### Passage provided
^^^^^^^^^^^^^^^^
A Day For The Purists and Pakistan

14 07 2010

What an absorbing day of test cricket that was! Brilliant because it was a balanced affair between bat and ball, with runs available if the batsman were willing to graft; movement throughout the day for the bowlers if they got it in the right areas; and all of this at a busy Lords cricket ground with Australia, if not quite on the rack, certainly in trouble. As England supporters we cannot help but feel joy when we see a scorecard of 229-9 and Australia batting – as everything from the South Africa England series earlier this year has been touted as a sign or omen for the Ashes, we cannot help but think this is a good one for England!

Of course Pakistan have yet to bat and it is fair to say that their bowling far outweighs their batting at this stage. Indeed in this test match we have two players making their debut at 3 and 4 which seems slightly dangerous when considering your opposition is Australia and their best player, Umar Akmal, has only played a handful of matches himself. Akmal is however a brilliant player as anyone watching the recent 20/20 internationals can testify and so hopefully can lead from the front.
^^^^^^^^^^^^^^^^
### Raw data
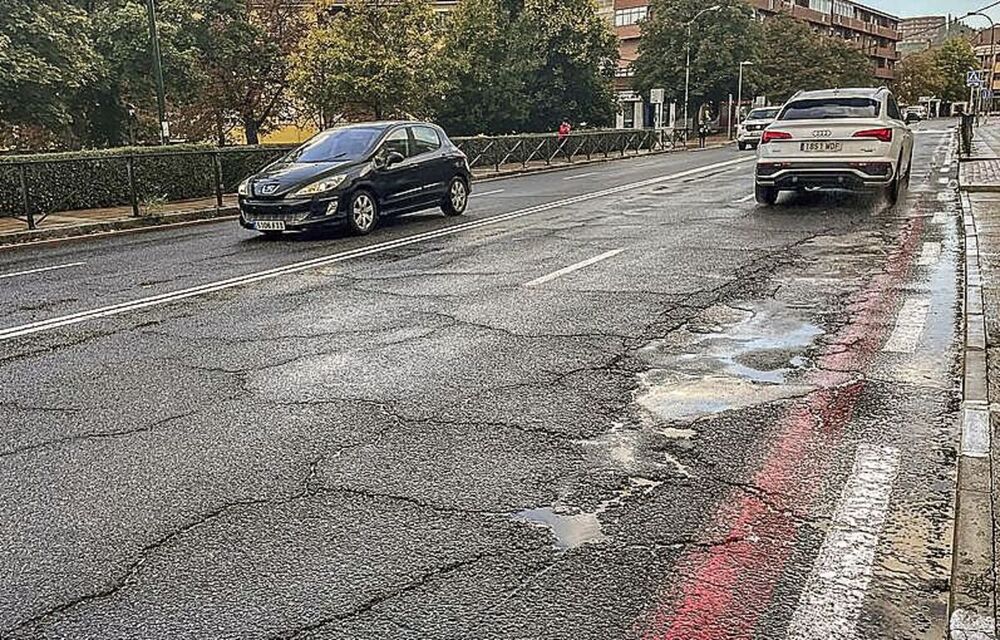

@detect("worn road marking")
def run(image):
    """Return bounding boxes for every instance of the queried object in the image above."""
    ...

[0,158,756,340]
[469,189,505,198]
[0,262,87,280]
[882,297,931,353]
[917,242,941,267]
[524,249,624,287]
[786,444,899,640]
^^^^^^^^^^^^^^^^
### List of tasks
[a] Echo the cricket report from "What an absorbing" to "one for England!".
[b] What score does the cricket report give for Australia while batting?

### Responses to the exercise
[a]
What an absorbing day of test cricket that was! Brilliant because it was a balanced affair between bat and ball, with runs available if the batsman were willing to graft; movement throughout the day for the bowlers if they got it in the right areas; and all of this at a busy Lords cricket ground with Australia, if not quite on the rack, certainly in trouble. As England supporters we cannot help but feel joy when we see a scorecard of 229-9 and Australia batting – as everything from the South Africa England series earlier this year has been touted as a sign or omen for the Ashes, we cannot help but think this is a good one for England!

[b] 229-9